──────── Text shown ────────

Stable Diffusion: Text-to-Image Modeling Journey

February 3, 2024 - 3 mins read

In this article, we will delve into Stable Diffusion, a latent text-to-image diffusion model. In simple terms, diffusion models in machine learning represent a type of sophisticated computer program designed to learn how patterns evolve over time. Comprising three essential components – a forward process, a reverse process, and a sampling procedure – these models aim to comprehend and generate intricate patterns within a given dataset.

Consider having a blurry image that needs enhancement. Diffusion models act as intelligent tools that learn to eliminate blurriness by grasping how images blur and then effectively reversing that process.

These models find applications in various tasks, including image denoising, completing missing portions of an image, improving image clarity, and even generating entirely new images. For instance, OpenAI’s DALL-E 2, unveiled in April 2022, utilizes diffusion models to create images based on text descriptions.

Preparation

Upon installing Anaconda3 on my Windows Subsystem for Linux (WSL) machine, I cloned stable-diffusion.

git clone https://github.com/CompVis/stable-diffusion.git
cd stable-diffusion

conda env create -f environment.yaml
conda activate ldm

Next, from Hugging Face, I obtained the provided checkpoint:

wget https://huggingface.co/CompVis/stable-diffusion-v-1-4-original/resolve/main/sd-v1-4.ckpt

Linked the model:

mkdir -p models/ldm/stable-diffusion-v1/

# Actual path to the checkpoint file
ln -s ~/stable-diffusion/sd-v1-4.ckpt models/ldm/stable-diffusion-v1/model.ckpt

Image generation

Let’s experiment with generating a sample:

python scripts/txt2img.py --prompt "a photograph of an astronaut riding a horse" --plms

stable-diffusion-image-generation

This image is from outputs/txt2img-samples/:

stable-diffusion-photograph-of-an-astronaut-riding-a-horse

Trying another sample:

python scripts/txt2img.py --prompt "an astronaut riding a horse in photorealistic style" --plms

stable-diffusion-astronaut-riding-a-horse-in-photorealistic-style

Image modification

Resizing my original image, st-john-island-original.jpeg, to 512 x 512 with resize.py and executing with “python resize.py”:

from PIL import Image

def resize_image(input_path, output_path, new_size):
    try:
        with Image.open(input_path) as img:
            resized_img = img.resize(new_size)

──────── Excerpted data ────────

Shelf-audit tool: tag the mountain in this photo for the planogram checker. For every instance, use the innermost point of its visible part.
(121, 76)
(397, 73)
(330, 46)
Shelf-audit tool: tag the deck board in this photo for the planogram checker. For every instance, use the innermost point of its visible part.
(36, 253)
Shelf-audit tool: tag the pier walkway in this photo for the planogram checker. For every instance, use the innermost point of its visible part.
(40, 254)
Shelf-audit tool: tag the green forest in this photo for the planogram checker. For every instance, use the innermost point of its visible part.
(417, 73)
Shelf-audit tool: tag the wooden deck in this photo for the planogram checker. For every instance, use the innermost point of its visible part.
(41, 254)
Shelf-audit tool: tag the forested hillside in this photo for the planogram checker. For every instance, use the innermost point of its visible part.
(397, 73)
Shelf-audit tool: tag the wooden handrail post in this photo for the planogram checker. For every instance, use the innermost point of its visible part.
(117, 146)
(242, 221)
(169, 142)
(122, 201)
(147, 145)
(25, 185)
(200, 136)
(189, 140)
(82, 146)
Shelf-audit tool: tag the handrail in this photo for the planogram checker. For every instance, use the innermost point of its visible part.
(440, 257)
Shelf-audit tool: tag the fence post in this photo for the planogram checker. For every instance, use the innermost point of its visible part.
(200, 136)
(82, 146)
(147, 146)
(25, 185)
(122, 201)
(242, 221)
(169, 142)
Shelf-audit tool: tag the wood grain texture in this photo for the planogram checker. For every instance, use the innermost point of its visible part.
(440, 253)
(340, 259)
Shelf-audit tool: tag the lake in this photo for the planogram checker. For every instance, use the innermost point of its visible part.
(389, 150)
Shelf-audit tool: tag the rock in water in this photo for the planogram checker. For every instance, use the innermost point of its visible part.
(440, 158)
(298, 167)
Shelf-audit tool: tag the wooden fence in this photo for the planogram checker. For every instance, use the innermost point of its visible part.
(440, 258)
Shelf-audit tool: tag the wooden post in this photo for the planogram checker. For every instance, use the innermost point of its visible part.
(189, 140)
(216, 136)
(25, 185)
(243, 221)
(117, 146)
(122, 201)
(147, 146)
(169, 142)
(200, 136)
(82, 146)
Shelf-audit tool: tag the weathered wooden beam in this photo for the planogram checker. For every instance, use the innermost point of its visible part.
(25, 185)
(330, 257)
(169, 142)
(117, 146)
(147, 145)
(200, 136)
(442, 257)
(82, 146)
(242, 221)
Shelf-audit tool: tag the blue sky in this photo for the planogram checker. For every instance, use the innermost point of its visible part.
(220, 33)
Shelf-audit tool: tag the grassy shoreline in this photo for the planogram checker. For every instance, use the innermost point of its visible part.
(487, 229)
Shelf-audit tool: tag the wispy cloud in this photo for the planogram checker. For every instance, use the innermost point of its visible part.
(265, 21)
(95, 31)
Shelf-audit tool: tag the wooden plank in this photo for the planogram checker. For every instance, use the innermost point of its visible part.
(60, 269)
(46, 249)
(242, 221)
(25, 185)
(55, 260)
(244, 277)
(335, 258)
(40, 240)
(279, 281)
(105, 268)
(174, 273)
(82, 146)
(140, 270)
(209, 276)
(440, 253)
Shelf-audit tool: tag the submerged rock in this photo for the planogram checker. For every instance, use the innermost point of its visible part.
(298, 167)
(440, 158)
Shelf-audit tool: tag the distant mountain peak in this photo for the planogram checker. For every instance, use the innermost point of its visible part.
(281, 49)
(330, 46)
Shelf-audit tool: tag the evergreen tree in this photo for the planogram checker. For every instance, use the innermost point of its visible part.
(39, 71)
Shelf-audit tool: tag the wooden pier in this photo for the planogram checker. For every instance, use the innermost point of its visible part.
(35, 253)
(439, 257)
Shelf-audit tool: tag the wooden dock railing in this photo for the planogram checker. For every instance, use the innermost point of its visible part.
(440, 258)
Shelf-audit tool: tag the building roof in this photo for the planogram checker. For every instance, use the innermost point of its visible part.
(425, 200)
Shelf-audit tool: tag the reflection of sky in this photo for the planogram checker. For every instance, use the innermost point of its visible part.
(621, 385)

────────

• [Work request]: Using the Stable Diffusion article, say whether each statement agrees with it, answering yes or no and quoting the words that decide it: (a) The model checkpoint was downloaded from Hugging Face. (b) The original image is resized to 1024 x 1024. (c) Diffusion models are described as having four essential components.

• [Result of the exercise]:
(a) Yes: "Next, from Hugging Face, I obtained the provided checkpoint"
(b) No: "to 512 x 512 with resize.py"
(c) No: "Comprising three essential components – a forward process, a reverse process, and a sampling procedure"